BEGIN
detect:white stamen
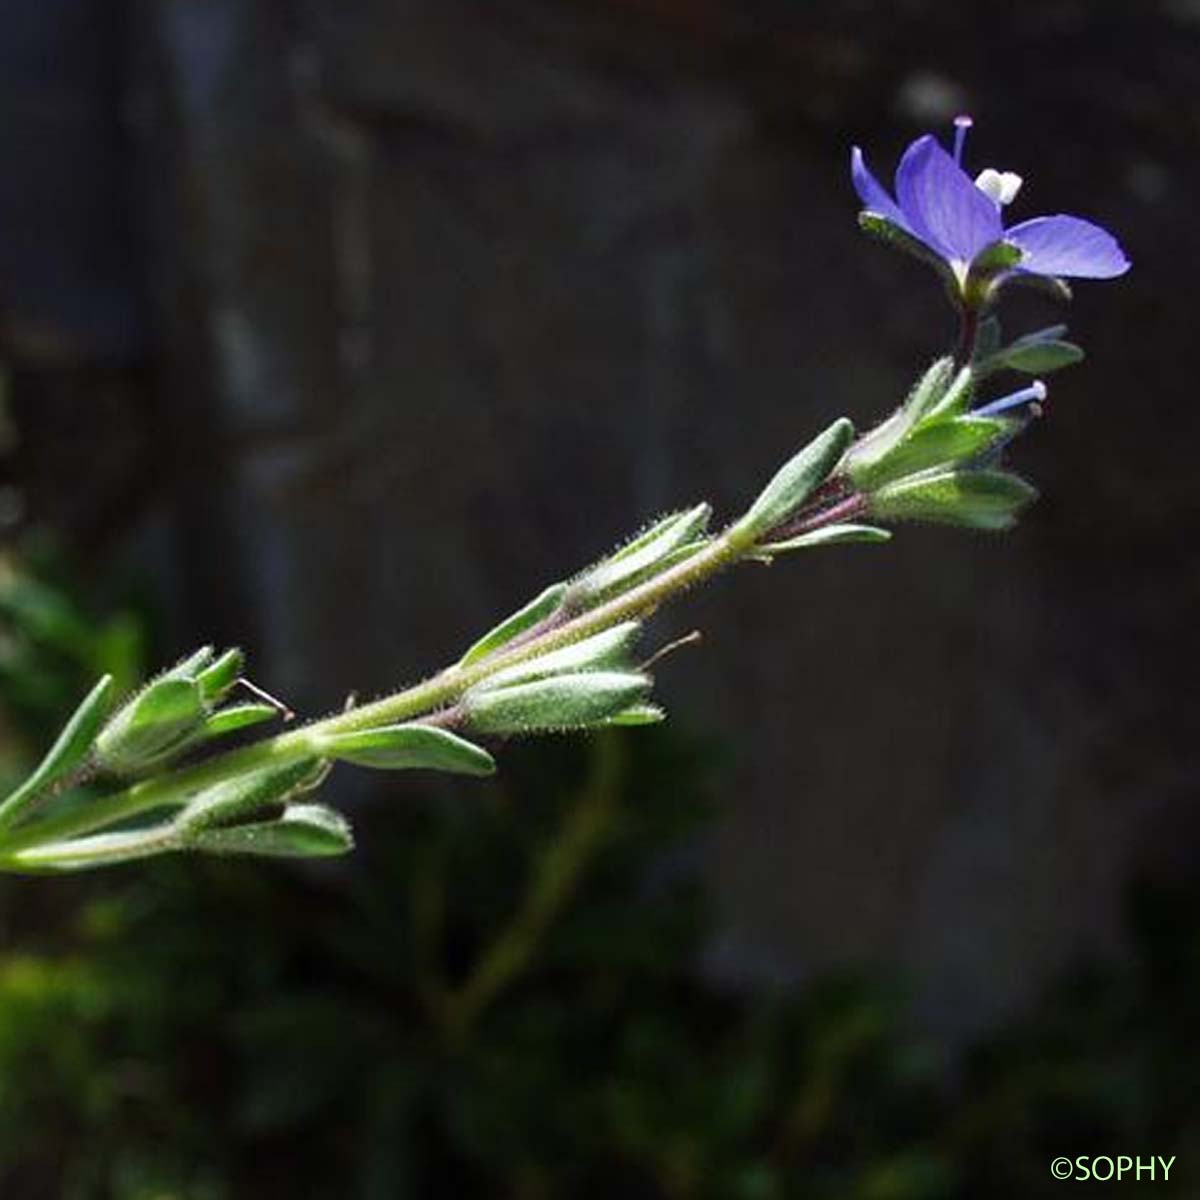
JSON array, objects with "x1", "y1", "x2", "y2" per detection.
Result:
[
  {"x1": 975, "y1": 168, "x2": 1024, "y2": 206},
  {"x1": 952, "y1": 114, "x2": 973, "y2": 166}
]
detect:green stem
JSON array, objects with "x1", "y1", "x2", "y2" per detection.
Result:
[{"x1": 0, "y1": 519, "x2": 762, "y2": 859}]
END
BEGIN
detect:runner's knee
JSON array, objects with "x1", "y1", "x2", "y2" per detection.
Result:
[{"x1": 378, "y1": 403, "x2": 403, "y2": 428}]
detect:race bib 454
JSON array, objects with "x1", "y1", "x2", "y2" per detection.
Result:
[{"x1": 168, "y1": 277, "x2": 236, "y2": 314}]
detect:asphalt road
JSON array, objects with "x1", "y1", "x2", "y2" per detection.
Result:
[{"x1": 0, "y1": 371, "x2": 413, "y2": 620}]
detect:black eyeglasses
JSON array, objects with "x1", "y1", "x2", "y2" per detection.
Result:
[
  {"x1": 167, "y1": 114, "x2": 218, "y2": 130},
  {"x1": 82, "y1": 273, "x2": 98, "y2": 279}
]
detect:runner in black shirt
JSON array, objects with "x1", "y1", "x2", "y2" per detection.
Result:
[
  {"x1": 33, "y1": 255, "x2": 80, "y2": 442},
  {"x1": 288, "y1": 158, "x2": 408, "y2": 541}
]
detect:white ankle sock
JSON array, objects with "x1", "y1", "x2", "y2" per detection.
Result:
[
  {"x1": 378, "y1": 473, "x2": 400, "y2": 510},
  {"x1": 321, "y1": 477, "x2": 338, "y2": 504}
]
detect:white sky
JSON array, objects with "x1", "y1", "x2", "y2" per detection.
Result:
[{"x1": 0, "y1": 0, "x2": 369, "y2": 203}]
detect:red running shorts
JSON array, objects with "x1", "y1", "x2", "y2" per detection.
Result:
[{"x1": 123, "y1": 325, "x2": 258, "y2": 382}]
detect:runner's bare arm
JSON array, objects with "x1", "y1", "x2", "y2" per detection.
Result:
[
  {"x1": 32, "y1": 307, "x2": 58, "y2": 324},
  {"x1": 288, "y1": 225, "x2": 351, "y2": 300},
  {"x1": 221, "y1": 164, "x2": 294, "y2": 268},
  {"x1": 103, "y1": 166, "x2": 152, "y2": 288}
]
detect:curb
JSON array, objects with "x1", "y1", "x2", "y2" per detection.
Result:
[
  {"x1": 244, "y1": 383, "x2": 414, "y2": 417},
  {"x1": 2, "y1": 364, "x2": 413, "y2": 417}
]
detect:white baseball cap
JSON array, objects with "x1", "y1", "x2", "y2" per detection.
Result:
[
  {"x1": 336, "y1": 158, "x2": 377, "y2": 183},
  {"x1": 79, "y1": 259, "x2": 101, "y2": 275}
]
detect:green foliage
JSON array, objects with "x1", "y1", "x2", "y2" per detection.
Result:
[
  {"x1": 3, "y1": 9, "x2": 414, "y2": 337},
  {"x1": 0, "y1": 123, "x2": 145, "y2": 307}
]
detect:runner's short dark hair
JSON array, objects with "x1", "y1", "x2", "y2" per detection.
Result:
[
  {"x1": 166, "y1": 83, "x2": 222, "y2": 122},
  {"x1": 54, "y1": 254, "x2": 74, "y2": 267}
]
END
BEGIN
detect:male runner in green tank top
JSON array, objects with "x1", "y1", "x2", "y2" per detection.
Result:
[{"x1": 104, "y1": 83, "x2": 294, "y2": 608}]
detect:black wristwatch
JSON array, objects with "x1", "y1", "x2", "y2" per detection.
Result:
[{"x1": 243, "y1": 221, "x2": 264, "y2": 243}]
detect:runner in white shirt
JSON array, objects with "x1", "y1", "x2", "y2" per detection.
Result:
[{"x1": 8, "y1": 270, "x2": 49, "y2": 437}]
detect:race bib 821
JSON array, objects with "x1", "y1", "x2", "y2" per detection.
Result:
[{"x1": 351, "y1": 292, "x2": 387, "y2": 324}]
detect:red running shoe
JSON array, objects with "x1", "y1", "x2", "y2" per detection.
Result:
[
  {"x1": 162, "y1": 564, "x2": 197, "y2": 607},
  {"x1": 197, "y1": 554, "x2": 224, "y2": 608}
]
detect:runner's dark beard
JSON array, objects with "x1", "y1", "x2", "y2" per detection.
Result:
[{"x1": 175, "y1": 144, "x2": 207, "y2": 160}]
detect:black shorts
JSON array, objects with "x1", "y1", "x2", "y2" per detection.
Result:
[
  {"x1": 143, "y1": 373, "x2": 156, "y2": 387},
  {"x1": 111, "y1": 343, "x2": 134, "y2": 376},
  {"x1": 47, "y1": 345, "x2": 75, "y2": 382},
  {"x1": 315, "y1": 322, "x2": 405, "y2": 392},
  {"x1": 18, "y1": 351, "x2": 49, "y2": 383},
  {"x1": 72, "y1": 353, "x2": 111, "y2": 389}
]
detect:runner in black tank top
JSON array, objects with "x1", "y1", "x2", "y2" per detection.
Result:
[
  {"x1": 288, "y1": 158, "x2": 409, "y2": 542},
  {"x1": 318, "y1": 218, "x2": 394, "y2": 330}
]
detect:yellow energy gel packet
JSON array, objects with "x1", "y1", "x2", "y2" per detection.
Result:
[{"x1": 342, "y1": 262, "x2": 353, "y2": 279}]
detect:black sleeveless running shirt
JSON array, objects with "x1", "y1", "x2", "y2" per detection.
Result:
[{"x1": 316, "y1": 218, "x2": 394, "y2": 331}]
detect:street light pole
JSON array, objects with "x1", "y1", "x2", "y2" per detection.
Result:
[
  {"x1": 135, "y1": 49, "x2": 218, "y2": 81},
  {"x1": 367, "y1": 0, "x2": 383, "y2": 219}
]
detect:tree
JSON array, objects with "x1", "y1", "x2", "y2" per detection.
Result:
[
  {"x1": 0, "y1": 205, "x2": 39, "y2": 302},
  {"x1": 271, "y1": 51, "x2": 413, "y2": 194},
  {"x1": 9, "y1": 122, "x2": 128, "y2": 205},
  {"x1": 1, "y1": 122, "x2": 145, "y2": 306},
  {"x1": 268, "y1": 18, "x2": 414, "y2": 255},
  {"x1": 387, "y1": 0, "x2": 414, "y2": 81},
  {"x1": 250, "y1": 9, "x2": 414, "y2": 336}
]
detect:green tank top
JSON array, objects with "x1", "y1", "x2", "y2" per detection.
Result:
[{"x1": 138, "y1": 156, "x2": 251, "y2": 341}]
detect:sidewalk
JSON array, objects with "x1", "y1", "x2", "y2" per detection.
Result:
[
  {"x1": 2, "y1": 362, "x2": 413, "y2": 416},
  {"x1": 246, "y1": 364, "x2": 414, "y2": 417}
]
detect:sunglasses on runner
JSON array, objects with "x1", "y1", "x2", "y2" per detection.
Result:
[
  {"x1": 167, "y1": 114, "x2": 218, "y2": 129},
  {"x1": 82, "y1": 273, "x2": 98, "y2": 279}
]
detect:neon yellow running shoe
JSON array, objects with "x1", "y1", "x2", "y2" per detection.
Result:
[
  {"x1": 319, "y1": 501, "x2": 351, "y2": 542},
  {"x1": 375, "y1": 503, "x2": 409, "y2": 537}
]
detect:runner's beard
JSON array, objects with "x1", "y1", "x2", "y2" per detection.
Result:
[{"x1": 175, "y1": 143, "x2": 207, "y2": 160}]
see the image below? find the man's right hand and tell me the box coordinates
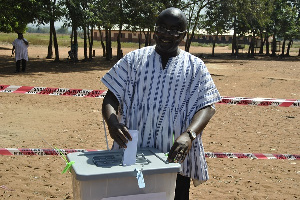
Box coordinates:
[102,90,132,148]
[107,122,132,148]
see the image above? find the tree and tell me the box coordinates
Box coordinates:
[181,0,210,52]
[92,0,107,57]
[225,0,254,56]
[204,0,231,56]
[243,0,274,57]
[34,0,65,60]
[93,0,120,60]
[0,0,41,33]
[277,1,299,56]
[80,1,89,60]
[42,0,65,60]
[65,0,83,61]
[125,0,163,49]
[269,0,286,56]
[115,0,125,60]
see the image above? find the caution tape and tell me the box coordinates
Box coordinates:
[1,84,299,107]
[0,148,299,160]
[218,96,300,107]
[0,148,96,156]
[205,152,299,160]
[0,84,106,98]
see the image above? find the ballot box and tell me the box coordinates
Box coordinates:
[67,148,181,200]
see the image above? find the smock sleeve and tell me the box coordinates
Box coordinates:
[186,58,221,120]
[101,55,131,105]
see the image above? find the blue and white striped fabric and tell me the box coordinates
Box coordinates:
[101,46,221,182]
END
**EXERCISE**
Look through the records above for the word "white". Report how many lines contain it, as a bare number.

**OUTPUT FOR THIS TASK**
6